Work to complete: Two lines mark the range in the entries below: the one holding "If you could pin the house" and the one holding "If you could pin the gray". Set down those two and all lines between them, exactly.

Point localization data

####################

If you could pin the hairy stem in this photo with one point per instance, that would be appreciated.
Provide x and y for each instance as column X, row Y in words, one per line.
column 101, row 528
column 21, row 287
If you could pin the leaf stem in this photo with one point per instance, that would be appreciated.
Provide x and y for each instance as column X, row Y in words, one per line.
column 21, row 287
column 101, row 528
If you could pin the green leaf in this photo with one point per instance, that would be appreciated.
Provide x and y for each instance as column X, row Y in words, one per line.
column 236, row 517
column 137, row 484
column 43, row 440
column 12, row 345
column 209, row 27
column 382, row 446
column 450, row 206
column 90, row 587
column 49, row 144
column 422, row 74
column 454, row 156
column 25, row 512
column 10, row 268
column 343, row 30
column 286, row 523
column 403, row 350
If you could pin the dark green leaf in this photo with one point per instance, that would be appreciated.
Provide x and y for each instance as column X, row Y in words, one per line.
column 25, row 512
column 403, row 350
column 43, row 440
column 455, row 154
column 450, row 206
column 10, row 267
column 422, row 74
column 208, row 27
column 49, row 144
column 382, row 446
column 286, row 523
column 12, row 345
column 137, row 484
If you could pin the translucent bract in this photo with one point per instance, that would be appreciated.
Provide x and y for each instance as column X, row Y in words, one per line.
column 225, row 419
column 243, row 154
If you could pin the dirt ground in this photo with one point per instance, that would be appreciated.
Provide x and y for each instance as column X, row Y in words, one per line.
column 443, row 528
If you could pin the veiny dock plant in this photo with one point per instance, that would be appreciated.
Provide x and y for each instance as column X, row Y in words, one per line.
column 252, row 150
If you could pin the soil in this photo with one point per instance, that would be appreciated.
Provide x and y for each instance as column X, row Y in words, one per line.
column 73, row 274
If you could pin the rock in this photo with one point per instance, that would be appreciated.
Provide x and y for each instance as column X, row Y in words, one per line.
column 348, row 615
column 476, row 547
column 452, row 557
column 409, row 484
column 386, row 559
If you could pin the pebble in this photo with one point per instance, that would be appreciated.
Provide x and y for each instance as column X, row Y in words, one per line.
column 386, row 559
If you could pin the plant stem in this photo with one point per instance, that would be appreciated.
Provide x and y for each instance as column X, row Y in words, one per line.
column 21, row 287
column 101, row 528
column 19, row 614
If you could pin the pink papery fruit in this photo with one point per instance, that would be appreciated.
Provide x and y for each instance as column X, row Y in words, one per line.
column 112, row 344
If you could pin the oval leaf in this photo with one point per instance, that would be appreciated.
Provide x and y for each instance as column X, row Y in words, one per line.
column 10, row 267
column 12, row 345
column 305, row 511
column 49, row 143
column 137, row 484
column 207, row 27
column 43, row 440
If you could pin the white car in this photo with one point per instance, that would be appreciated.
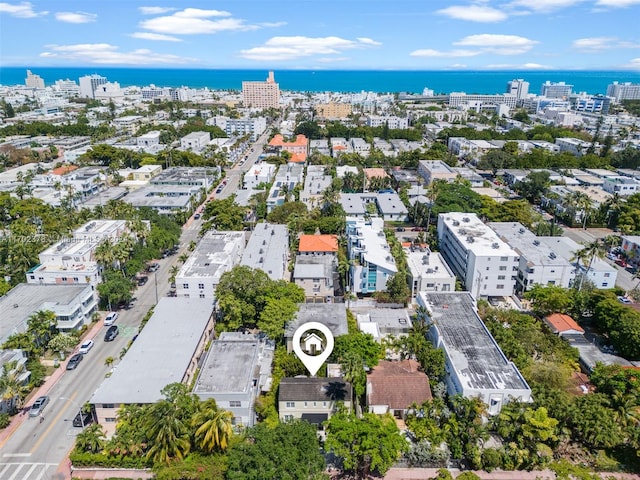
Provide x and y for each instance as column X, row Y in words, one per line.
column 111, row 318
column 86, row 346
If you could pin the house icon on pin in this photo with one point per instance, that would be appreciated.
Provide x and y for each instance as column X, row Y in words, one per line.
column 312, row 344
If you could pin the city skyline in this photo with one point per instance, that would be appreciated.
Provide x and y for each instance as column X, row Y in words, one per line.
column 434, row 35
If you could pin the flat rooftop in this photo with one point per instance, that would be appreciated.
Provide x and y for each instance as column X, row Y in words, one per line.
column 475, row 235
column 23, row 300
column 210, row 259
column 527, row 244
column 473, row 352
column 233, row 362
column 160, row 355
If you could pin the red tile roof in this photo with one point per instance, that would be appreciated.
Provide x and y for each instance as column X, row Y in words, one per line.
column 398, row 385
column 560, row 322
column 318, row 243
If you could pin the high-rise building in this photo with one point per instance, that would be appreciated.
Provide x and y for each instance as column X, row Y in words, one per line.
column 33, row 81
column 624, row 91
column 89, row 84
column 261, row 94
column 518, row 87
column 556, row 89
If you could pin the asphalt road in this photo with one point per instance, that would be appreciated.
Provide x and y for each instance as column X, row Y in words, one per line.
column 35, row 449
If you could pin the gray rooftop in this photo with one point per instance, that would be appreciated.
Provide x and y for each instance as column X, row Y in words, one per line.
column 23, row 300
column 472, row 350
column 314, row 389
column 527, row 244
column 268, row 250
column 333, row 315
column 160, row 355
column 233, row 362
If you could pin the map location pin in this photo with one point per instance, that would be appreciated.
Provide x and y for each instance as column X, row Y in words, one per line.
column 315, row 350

####################

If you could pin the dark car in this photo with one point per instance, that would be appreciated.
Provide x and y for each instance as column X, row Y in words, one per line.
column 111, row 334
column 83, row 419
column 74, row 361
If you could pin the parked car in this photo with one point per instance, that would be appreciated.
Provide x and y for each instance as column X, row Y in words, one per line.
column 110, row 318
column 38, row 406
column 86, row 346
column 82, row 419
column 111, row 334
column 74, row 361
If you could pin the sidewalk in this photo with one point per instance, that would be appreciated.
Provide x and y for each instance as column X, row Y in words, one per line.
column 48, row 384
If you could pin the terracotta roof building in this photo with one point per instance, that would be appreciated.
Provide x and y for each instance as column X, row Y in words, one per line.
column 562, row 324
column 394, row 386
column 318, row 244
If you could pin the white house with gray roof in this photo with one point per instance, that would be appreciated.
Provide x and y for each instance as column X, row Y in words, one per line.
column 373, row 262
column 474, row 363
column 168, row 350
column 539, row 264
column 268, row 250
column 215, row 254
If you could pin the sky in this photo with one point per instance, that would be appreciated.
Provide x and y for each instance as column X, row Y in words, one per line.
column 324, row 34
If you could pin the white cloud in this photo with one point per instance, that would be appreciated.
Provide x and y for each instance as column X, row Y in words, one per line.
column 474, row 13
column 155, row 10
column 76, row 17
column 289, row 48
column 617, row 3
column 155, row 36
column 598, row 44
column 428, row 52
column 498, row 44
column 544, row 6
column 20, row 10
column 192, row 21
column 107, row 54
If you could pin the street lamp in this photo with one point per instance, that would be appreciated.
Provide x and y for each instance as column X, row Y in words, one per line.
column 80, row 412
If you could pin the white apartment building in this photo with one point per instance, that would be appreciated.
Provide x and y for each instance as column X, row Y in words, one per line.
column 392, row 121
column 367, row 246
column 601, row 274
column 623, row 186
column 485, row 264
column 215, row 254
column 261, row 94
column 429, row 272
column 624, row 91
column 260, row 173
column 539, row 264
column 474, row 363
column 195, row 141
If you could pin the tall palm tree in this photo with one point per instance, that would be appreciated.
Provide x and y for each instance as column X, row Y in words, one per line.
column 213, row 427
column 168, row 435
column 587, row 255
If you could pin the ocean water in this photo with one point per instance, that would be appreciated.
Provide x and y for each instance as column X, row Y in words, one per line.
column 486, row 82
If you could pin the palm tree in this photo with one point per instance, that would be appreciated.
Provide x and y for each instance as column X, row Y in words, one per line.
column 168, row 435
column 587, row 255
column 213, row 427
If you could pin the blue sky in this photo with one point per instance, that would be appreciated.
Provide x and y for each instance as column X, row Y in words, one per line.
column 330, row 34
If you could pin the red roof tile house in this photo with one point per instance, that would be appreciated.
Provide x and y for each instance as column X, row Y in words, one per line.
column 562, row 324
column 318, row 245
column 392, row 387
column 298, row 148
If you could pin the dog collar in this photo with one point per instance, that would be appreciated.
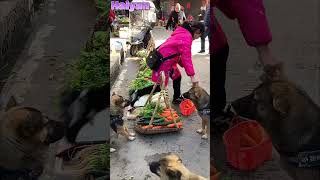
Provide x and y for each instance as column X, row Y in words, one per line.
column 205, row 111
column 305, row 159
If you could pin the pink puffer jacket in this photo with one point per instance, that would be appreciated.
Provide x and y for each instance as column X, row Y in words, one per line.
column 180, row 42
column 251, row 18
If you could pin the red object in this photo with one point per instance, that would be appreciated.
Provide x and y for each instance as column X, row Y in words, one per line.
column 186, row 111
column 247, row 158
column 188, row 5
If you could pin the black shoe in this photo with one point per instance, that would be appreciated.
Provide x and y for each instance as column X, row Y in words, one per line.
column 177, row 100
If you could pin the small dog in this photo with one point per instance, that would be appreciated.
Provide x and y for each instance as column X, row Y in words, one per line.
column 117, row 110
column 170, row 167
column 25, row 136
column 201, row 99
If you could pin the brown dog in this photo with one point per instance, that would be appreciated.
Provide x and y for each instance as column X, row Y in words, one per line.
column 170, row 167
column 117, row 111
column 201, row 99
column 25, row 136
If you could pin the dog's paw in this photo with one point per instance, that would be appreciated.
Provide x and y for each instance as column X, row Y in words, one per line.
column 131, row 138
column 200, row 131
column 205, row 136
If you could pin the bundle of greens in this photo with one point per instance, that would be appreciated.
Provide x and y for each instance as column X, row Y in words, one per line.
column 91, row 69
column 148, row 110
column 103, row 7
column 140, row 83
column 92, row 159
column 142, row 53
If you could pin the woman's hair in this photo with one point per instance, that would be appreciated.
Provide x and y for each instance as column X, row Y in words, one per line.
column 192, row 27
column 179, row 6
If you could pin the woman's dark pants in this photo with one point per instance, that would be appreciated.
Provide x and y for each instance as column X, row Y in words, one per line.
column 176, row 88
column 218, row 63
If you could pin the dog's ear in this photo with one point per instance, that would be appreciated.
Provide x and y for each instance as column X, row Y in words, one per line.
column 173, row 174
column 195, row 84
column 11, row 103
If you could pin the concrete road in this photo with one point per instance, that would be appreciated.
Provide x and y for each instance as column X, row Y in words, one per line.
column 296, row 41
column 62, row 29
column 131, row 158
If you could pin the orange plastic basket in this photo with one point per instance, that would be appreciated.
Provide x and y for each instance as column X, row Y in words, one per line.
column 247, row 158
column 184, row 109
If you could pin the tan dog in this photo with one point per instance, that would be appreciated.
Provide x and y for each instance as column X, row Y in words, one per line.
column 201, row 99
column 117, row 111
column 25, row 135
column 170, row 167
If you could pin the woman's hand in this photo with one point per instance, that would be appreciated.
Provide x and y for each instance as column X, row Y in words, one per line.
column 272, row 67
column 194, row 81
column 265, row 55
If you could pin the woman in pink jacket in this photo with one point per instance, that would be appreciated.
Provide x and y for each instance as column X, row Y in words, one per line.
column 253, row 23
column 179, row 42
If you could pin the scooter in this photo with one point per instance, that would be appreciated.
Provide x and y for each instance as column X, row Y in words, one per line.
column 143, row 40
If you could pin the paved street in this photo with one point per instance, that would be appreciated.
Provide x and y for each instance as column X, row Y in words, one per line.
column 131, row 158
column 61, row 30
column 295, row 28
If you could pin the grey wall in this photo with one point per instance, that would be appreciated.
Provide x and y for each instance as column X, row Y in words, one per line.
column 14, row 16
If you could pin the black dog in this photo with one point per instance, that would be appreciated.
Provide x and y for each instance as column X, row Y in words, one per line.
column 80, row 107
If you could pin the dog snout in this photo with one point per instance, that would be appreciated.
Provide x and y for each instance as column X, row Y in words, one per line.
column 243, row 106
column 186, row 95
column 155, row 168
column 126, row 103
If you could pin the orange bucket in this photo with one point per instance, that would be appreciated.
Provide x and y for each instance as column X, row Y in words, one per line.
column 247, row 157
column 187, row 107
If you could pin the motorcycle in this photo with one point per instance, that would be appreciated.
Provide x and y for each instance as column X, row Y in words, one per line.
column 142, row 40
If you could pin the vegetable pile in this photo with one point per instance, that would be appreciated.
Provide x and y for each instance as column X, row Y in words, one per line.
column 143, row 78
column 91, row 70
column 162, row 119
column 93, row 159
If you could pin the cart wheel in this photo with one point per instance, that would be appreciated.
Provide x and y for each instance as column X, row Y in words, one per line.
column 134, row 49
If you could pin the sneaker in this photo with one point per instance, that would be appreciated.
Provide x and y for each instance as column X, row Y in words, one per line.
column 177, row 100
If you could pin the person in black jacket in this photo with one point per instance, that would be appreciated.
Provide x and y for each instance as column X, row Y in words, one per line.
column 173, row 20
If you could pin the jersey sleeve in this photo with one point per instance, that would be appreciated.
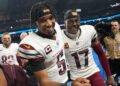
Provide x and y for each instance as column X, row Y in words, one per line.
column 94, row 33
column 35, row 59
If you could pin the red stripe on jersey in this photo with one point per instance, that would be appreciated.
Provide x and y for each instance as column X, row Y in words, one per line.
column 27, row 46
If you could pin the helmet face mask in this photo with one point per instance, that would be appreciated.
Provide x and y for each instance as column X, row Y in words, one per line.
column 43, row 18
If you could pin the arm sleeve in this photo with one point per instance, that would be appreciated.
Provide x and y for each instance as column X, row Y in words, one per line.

####################

The answer:
If you could pin the house icon on pin in this photo with one point per instance, that would be appreciated.
Provide x and y for each instance as column X, row Y in words, one per line.
column 312, row 344
If you could pin the city skyline in this photo with one point per instance, that would be appreciated.
Provide x and y for each instance as column X, row Y in words, one per line.
column 434, row 35
If you could pin the flat rooftop in this photo with one point per instance, that would be appreciated.
Provide x and y for each instance as column X, row Y in words, one per line.
column 475, row 235
column 23, row 300
column 210, row 259
column 527, row 244
column 473, row 352
column 233, row 362
column 160, row 355
If you could pin the red tile roof in this photo with one point per instance, that would be appreciated.
Provide x and y for each instance as column X, row Y in words, one per line.
column 398, row 385
column 560, row 322
column 318, row 243
If you could pin the high-rise building in this photo with one point per instance, that would be appreciated.
Provide x and y for each instance as column X, row Y in words, one per line.
column 33, row 81
column 624, row 91
column 89, row 84
column 261, row 94
column 518, row 87
column 556, row 89
If you could pin the asphalt road in this photo with one point per instance, that would be appreciated.
Provide x and y for each instance as column X, row Y in words, one per line.
column 35, row 449
If you could pin the gray rooftop in this photo with one point per instance, that would be appreciated.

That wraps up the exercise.